** Problem statement **
Print each of the entries below verbatim, leaving out the pictures.

## BEGIN Working data

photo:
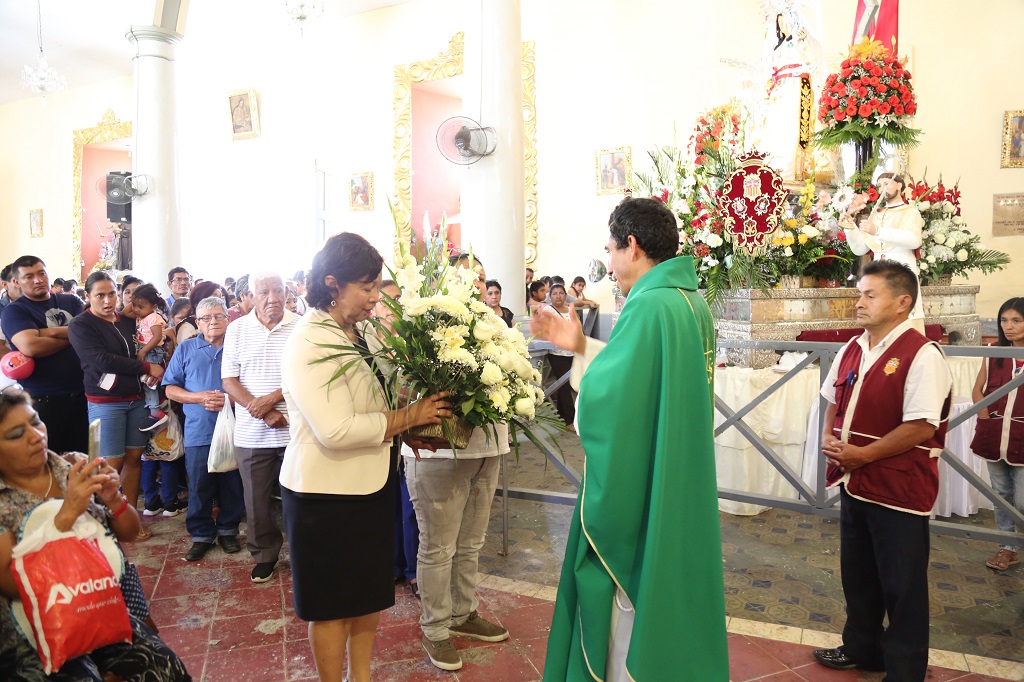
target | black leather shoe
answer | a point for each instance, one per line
(229, 544)
(837, 659)
(198, 551)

## END Working data

** Written solution **
photo:
target | black leather shoe
answer | a point for each instance, one per line
(229, 544)
(837, 659)
(198, 551)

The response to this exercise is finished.